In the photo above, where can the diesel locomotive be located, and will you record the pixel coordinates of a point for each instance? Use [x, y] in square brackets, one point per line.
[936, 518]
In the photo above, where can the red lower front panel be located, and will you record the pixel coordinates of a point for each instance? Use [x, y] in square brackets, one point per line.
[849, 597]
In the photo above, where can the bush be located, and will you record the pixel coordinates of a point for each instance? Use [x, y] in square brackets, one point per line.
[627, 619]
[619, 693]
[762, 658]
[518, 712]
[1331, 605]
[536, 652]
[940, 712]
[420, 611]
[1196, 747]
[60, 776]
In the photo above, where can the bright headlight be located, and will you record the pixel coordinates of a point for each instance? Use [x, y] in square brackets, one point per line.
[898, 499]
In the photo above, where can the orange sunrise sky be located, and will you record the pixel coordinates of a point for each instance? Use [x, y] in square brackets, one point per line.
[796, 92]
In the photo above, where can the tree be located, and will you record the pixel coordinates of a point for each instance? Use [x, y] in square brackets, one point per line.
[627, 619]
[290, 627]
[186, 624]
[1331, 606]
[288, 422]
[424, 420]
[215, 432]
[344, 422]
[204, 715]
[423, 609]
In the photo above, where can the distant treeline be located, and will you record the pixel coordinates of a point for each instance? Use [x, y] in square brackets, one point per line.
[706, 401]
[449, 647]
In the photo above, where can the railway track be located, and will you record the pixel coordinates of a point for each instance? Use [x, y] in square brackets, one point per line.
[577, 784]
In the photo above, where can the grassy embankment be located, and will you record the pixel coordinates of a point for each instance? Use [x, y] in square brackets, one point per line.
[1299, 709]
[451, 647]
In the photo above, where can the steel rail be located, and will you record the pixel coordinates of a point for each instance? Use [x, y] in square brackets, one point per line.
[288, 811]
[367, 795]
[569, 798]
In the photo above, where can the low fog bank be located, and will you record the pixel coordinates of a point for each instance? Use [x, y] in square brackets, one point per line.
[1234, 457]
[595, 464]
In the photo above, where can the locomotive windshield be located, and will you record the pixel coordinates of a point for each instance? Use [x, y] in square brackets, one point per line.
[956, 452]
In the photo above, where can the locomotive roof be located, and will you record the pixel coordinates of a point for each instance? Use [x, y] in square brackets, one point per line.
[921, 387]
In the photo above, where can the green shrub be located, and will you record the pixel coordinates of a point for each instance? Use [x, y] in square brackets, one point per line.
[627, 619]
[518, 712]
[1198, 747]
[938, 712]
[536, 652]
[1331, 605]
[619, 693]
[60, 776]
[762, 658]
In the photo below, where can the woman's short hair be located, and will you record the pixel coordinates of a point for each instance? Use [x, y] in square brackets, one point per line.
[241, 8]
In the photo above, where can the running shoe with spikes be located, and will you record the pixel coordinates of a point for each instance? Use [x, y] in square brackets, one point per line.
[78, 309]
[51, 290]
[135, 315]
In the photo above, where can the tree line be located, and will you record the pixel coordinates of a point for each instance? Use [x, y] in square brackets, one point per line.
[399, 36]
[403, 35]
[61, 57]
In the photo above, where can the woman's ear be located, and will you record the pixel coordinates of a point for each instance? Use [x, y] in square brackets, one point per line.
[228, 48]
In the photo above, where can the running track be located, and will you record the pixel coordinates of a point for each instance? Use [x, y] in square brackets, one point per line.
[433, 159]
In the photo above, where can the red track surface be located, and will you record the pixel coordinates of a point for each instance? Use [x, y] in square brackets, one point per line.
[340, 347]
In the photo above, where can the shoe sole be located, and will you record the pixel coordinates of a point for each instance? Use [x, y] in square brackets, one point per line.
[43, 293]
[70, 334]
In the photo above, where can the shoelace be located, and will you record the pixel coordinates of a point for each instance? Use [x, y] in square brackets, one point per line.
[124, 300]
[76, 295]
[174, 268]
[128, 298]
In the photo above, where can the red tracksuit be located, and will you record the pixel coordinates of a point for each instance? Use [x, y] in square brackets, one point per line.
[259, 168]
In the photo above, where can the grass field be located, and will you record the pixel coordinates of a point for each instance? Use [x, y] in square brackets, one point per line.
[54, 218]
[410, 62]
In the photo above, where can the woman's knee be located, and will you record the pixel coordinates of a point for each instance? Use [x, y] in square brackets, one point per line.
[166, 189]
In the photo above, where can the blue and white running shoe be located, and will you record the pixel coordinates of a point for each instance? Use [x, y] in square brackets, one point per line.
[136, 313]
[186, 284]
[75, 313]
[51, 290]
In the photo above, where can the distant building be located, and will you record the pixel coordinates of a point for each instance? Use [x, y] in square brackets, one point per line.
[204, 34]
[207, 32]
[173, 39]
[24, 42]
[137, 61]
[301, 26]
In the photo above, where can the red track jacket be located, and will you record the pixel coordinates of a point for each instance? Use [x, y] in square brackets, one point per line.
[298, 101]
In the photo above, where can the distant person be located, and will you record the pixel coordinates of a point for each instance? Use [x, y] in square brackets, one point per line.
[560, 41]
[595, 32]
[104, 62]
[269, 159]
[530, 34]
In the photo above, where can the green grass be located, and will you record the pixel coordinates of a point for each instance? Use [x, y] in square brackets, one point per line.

====

The task:
Reproduce all of the data above, switching every occurrence of "one point per line" to "one point on each line" and leaving everything else unchanged.

Written response:
In the photo above, where can the diesel locomotive be located, and will you record the pixel coordinates of a point for each instance? Use [x, y] in square brackets, one point on each line.
[936, 518]
In the photo above, where can the red lower front panel be located, and will you record the pixel coordinates of a point for each instance? Use [x, y] in square brackets, one point on each line.
[849, 597]
In the photo above, where can the bush be located, and will you record the pixel coordinates of a point for each instance? Use [x, y] in square brackets, one point on each line.
[627, 619]
[619, 693]
[762, 658]
[518, 712]
[1331, 605]
[536, 652]
[940, 712]
[420, 611]
[1196, 747]
[60, 776]
In the photo above, where can the bright headlight be located, and will you record the pixel coordinates of a point for each instance? Use [x, y] in square brackets, one point on each line.
[898, 499]
In the photo above, where can the orange sunrise sky be located, and will you record the pixel coordinates of a point for each instance? Use [x, y] in square brackets, one point on each line.
[796, 92]
In the photo above, where can the tree be located, and will you record the pixel coordinates of a point for each instance? Use [x, y] in square brackets, one point on each line.
[627, 619]
[290, 627]
[186, 624]
[1331, 606]
[288, 422]
[424, 420]
[215, 432]
[344, 422]
[204, 715]
[423, 609]
In the photo above, where can the distant treeline be located, and will you record the pixel coordinates of a point for each instance? Use [x, y] in square brackets, one point on each line.
[706, 401]
[449, 647]
In the photo above, where can the railway track be located, and will you record the pixel coordinates of a point for each instance? Use [x, y] in square brackets, one point on each line.
[577, 784]
In the photo above, where can the grassy embankment be located, and will you record the pixel coordinates of a point for each instance? Use [x, y] in square brackets, one point on each line.
[1299, 709]
[451, 647]
In the photo above, where can the steel rail be located, and will you record the pixel coordinates of a point for each instance? Use [x, y] in square brackets, one point on each line.
[288, 811]
[367, 795]
[569, 798]
In the photo above, where can the low fog bank be located, and will you record the pixel coordinates of a point for each instance? Use [x, y] in square brackets, one point on each line.
[1234, 457]
[595, 464]
In the photo above, where can the locomotive windshield be located, and will you record the pixel coordinates of a point for each instance? Use [x, y] in square brackets, one point on each line.
[956, 452]
In the photo above, where can the locomotive roof be located, and will you record the pixel coordinates of a point for each instance? Use [x, y] in square brackets, one point on each line.
[921, 387]
In the photo above, where can the green shrub be located, and will you record the pixel coordinates of a point for each instance? Use [x, y] in square brackets, one point on each line.
[627, 619]
[518, 712]
[1198, 747]
[938, 712]
[536, 652]
[1331, 605]
[619, 693]
[60, 776]
[762, 658]
In the photo below, where can the woman's short hair be located, and will you record the pixel coordinates of a point for each instance? Use [x, y] in square brackets, one point on each line.
[241, 8]
In the photo above, where can the running shoe with spikes be located, and will you record the pixel coordinates of a point for each instance? Use [x, y] in square brackets, one point on each line.
[78, 309]
[51, 290]
[135, 315]
In the photo above, where can the tree line be located, and will you record the pixel coordinates of a point for each instance? Use [x, y] in square brackets, one point on each line.
[399, 36]
[403, 35]
[61, 57]
In the photo above, where can the woman's ear be located, and will you record the pixel coordinates of a point for each instance? Use [x, y] in square brackets, one point on each line.
[228, 48]
In the photo above, where can the running track be located, and will you record the pixel coordinates of a point for each instance? Use [x, y] in square brackets, one point on each line.
[433, 159]
In the photo above, where can the red track surface be located, and will you record the pixel coordinates of a point for each instance? Use [x, y] in square brackets, one point on each line.
[340, 347]
In the photo above, where can the shoe sole be located, and will you record the pixel coordinates of a point for each instance? Use [x, y] in square brackets, one point on each line.
[43, 293]
[70, 334]
In the photo above, where can the shoelace be located, and will you record the pixel coordinates of a point for each instance? Use [x, y] in square brackets, one point on each line.
[124, 300]
[76, 295]
[174, 268]
[128, 298]
In the photo above, where can the red tracksuit be located, and will you record the pixel coordinates of a point for each instance? Use [x, y] in square brackets, one point on each line.
[259, 168]
In the photo above, where can the grass field be located, and will you record the pixel coordinates of a point for each instance? Use [x, y] in square brackets, one point on each line.
[54, 218]
[410, 62]
In the photo above, where can the woman's knee be located, and will you record the pixel coordinates of a point for each instance? Use [x, y] in square brackets, one point on each line.
[166, 189]
In the photo above, where can the blue and white running shoe be located, and will you record the pixel coordinates of a point for each instance? Use [x, y] in square brackets, one point on each line.
[136, 313]
[186, 284]
[75, 313]
[51, 290]
In the photo above, where can the distant building be located, and will you record the pixel coordinates of a point for each instance? Use [x, y] in square brackets, one point on each line.
[204, 34]
[207, 32]
[173, 39]
[24, 42]
[137, 61]
[301, 26]
In the photo above, where can the red track jacket be located, and will you record the pixel coordinates of a point for each instance? Use [x, y] in square brackets, one point on each line.
[298, 101]
In the photo above, where can the distant person be located, and will you record the pixel coordinates of a point for each instance? Use [x, y] in square brackets, one point on each line.
[560, 41]
[595, 32]
[104, 62]
[269, 159]
[530, 34]
In the photo above, where can the green grass be located, and will you record the pixel coordinates of a point for each instance? Use [x, y] in square brackets, one point on each line.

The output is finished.